— start of Raw records —
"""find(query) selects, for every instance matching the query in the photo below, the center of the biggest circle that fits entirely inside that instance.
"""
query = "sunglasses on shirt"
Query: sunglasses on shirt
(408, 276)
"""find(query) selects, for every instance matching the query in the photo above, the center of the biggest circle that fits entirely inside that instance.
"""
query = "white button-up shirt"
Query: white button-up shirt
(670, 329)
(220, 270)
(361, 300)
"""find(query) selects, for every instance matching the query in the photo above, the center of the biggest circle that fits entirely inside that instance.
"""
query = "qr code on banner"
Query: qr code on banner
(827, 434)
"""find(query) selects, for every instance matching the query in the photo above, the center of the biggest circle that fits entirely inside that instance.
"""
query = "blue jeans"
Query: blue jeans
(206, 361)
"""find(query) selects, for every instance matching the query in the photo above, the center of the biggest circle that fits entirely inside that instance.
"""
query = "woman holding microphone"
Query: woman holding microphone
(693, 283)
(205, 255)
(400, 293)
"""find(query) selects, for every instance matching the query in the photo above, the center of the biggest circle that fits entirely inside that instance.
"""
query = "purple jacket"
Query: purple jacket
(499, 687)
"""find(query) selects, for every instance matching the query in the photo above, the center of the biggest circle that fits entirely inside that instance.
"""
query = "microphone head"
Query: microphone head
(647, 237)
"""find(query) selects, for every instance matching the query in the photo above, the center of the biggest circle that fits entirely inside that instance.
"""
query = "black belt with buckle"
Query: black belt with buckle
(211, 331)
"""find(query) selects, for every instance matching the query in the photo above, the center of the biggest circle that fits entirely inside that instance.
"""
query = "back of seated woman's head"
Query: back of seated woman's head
— end of Raw records —
Work to complete: Once more, set down the full listing, verbatim.

Exercise solution:
"""find(query) selects, for every instance matching the query in the photo below, the center of the biggest circle that fits entirely inside that instance.
"""
query = "sunglasses on shirt"
Query: sunglasses on shirt
(408, 276)
"""find(query) selects, for every instance matching the query in the photo above, the center of the biggest circle that fits entirely inside that instance.
"""
query = "white button-up shirt"
Query: white button-up shirt
(670, 329)
(220, 270)
(361, 300)
"""find(query) selects, for every instance matching the query in the photo above, the center of the biggest circle that fits entirely inside that instance.
"""
query = "qr code on banner"
Query: qr code on banner
(827, 434)
"""find(query) selects, for every instance matching the query in the photo above, the center of the biggest circle that fits entirely inside that instance.
"""
query = "blue jeans"
Query: blue jeans
(206, 361)
"""find(query) selects, for every instance matching the query in the photo above, the center of the biggest circle that fits entirely inside that instance.
"""
query = "woman holding microphone"
Query: woman holding microphone
(693, 283)
(205, 255)
(400, 293)
"""find(query) selects, for every instance matching the query in the photo above, the center of the biggest circle that fits entirely inside that instance.
"""
query = "purple jacket"
Query: purple jacket
(499, 687)
"""find(query) selects, for every instance matching the query in the photo above, the center of the biggest circle that fits entirely inside that instance.
"""
query = "microphone head"
Query: microphone head
(647, 237)
"""find(query) selects, for every instance matching the query in the photo above, the center of the biggest circle that fits entirely inside that instance.
"""
query = "black belt with buckle"
Query: black belt with buckle
(211, 331)
"""find(query) selects, for every instance matching the query in the photo above, the center of the biggest circle that fits entirely inside that instance.
"""
query = "back of seated woman's head"
Query: back of seated woman's head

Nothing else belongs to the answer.